GIVEN EXERCISE => In the lines below, find the one that contains "the hay bale in" and write it out exactly, along with every line that follows it.

RECORDS PROVIDED =>
╔══

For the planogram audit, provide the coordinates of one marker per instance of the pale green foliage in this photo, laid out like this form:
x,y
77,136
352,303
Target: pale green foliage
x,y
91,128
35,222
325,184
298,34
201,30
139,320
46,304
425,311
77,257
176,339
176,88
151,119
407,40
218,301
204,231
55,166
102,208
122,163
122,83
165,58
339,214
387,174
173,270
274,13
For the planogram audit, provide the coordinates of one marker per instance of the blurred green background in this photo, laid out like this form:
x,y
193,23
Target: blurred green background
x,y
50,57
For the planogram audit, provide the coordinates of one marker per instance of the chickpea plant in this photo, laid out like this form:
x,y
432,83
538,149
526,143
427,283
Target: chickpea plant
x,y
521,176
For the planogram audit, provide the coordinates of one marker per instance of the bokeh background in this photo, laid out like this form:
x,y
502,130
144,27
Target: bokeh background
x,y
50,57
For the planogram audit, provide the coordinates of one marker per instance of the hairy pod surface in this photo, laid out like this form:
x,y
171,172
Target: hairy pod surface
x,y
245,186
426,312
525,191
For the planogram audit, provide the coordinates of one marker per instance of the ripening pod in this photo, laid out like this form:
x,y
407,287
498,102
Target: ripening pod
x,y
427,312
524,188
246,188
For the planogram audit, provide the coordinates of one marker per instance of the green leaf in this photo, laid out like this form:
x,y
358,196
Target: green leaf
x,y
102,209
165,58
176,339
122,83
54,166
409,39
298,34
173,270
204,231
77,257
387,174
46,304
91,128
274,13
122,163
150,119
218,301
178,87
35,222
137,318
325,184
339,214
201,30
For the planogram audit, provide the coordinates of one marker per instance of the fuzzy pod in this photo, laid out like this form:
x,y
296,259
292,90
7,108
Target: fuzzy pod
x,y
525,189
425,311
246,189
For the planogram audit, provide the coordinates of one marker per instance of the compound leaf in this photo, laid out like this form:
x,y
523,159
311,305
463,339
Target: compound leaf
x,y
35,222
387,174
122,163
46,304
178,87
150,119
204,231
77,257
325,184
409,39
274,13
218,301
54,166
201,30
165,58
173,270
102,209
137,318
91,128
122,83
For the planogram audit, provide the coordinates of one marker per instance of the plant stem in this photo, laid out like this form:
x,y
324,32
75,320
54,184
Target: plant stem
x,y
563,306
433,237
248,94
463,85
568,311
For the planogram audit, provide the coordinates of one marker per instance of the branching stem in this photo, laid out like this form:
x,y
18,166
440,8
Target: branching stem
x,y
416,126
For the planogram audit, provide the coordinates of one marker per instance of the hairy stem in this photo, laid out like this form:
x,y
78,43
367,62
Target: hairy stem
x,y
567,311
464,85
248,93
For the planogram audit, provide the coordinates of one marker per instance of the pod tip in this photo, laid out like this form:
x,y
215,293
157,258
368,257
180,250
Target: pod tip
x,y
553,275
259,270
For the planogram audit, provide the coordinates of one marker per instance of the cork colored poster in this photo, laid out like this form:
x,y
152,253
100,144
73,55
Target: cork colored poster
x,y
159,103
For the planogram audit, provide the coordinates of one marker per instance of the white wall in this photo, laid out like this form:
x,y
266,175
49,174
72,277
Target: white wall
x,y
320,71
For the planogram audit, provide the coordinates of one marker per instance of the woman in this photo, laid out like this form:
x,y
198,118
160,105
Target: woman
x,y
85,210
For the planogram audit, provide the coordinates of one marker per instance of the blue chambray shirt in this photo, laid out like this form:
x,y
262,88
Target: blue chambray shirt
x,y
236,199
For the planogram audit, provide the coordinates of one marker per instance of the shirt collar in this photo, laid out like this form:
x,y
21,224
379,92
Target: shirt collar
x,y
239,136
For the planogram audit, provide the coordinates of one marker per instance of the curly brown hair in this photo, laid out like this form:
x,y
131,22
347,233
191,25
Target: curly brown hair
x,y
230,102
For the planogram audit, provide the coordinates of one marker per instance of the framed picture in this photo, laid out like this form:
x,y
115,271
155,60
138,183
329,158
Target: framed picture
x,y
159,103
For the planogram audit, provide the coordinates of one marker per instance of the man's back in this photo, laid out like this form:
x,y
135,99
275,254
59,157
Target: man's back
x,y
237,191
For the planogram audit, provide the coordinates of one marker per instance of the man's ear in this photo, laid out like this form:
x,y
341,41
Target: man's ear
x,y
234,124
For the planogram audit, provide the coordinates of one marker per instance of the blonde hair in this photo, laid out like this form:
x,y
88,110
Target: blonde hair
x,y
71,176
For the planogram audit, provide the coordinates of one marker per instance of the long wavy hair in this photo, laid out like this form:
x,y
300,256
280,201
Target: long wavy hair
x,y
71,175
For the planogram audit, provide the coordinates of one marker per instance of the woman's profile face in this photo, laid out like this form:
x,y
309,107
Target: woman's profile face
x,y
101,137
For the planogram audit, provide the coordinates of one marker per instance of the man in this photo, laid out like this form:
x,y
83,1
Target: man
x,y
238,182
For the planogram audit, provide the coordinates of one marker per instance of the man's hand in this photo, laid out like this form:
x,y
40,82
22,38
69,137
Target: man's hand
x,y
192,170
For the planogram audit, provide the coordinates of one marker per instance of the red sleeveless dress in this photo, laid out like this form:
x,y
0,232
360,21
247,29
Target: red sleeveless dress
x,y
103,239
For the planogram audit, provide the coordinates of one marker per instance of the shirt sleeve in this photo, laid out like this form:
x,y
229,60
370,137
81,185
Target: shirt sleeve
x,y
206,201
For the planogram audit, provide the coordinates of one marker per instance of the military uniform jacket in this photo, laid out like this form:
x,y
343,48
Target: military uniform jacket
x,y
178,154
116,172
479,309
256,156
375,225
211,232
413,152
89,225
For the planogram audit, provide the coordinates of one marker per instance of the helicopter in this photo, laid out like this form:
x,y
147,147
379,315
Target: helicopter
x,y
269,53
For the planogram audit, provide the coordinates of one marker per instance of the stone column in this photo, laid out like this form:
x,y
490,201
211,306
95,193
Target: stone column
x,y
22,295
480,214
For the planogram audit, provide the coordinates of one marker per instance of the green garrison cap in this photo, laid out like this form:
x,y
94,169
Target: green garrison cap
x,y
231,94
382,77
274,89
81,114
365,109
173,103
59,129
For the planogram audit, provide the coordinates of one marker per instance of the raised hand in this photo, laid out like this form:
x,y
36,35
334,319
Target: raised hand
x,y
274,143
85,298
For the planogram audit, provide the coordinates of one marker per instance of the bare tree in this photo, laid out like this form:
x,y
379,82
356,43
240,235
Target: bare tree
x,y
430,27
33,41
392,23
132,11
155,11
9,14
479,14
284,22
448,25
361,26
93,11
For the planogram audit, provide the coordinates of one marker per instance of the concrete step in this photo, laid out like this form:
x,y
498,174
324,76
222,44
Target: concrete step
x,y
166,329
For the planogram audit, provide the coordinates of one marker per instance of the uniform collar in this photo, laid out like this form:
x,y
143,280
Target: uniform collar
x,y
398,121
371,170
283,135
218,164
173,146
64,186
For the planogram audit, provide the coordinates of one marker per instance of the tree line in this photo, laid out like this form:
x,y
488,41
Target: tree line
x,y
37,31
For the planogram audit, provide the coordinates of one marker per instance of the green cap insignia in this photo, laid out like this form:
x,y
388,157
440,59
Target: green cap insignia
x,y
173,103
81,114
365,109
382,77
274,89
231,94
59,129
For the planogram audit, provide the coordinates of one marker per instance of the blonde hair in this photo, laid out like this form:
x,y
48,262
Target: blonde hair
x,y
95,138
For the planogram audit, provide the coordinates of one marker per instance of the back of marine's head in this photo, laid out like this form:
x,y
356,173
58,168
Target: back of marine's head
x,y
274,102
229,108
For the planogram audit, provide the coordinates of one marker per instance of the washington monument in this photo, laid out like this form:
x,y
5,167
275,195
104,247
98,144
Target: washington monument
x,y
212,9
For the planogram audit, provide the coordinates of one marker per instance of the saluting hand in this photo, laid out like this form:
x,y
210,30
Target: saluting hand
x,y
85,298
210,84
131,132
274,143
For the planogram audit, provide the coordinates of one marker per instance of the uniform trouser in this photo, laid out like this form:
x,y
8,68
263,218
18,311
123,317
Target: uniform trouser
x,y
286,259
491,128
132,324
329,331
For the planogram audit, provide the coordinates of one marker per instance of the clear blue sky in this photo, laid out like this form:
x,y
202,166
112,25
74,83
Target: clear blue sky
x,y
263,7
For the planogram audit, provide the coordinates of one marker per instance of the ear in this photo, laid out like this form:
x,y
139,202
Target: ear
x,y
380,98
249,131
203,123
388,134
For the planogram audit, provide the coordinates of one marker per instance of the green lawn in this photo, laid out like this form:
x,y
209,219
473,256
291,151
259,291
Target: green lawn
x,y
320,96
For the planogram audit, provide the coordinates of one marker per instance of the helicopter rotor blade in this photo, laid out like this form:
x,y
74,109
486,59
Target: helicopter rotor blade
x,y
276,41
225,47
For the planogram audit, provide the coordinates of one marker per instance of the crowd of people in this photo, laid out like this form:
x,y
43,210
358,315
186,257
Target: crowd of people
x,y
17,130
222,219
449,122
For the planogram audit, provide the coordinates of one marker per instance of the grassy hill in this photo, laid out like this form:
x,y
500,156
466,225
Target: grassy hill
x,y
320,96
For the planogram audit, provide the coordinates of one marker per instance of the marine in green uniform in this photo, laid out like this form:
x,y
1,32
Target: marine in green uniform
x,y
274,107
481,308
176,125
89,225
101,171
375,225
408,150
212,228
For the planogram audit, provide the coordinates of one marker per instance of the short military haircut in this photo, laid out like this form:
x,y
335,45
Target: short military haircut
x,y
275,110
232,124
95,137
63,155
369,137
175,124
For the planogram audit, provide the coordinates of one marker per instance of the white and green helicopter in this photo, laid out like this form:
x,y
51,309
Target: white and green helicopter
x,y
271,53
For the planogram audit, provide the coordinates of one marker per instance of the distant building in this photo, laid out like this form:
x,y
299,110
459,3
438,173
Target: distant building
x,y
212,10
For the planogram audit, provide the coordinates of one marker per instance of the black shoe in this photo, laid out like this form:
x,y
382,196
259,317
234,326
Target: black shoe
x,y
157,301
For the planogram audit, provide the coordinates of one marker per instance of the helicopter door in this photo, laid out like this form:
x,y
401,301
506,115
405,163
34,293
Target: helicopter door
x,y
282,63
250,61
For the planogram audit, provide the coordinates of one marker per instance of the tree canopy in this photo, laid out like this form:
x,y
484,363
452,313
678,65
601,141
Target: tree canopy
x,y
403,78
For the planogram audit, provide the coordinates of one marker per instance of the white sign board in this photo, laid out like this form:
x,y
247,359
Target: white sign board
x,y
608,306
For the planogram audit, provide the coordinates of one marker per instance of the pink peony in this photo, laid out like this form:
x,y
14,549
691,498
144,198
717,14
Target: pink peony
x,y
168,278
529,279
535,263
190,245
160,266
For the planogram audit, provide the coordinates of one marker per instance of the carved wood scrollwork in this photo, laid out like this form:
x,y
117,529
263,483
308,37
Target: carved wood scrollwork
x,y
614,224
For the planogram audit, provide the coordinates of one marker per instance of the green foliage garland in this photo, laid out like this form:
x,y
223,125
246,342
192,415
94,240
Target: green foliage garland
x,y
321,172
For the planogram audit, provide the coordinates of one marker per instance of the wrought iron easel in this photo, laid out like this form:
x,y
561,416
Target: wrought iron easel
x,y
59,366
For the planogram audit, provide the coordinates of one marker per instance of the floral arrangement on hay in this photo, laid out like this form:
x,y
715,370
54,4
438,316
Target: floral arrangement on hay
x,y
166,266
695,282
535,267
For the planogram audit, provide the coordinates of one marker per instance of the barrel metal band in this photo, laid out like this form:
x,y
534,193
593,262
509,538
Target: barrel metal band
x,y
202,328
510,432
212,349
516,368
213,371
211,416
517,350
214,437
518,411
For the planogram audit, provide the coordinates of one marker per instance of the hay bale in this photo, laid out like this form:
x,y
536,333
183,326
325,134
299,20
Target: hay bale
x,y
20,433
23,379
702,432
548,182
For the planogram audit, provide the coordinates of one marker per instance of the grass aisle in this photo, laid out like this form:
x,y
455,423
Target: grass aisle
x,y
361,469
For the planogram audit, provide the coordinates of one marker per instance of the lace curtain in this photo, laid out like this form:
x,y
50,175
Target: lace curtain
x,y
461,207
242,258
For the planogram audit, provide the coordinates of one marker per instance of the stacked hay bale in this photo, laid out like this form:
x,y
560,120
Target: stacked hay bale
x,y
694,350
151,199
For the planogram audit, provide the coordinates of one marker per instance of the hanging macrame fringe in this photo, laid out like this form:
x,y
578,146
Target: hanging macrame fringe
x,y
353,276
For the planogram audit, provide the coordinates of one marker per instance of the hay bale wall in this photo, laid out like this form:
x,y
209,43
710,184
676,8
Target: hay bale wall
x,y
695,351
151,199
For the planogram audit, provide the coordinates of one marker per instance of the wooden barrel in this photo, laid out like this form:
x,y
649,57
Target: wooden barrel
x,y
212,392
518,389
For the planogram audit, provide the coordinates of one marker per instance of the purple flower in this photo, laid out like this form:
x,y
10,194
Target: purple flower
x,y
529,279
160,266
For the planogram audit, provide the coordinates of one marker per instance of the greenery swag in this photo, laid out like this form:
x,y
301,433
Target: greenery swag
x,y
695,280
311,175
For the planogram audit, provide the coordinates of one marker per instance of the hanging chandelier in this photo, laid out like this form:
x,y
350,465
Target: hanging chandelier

╚══

RESPONSE =>
For the planogram audit, provide the coordinates of one marker per instance of the hay bale in this photo, laid out like this form:
x,y
536,333
183,326
325,134
299,20
Target: hay bale
x,y
20,433
23,379
702,432
548,182
For the planogram audit, provide the coordinates of one marker per instance of the grass aisle in this photo, laid out like this form:
x,y
455,423
Target: grass aisle
x,y
361,469
For the planogram audit, provide the coordinates of one marker per instance of the lace curtain in this photo, laid out like this form:
x,y
50,175
Target: lace curtain
x,y
461,207
242,258
For the planogram audit, provide the coordinates of one marker per instance of the stacked hay bale in this photo, laid out like this form:
x,y
560,120
Target: stacked hay bale
x,y
694,350
151,199
For the planogram audit, provide the coordinates of one marker per instance of the hanging macrame fringe in this photo, laid out like this form:
x,y
578,146
Target: hanging macrame fringe
x,y
353,276
For the planogram audit, provide the coordinates of one marker per instance of the hay bale wall in this photo, laid out like this form:
x,y
209,43
710,184
676,8
Target: hay bale wall
x,y
695,351
151,199
For the planogram audit, provide the coordinates of one marker per instance of the wooden barrel in this photo, laid out like this form:
x,y
649,57
Target: wooden barrel
x,y
212,392
518,389
For the planogram audit, provide the coordinates of one marker per instance of the purple flower in this photo, laid out like this form:
x,y
10,194
Target: purple flower
x,y
529,279
160,266
For the planogram audit, provide the coordinates of one marker per instance of the greenery swag in this photo, laid out like this form:
x,y
301,433
Target: greenery swag
x,y
695,280
311,175
For the planogram audit, provide the coordinates of one marker per instance of the hanging chandelier in this photo, laid out like this form:
x,y
350,465
Target: hanging chandelier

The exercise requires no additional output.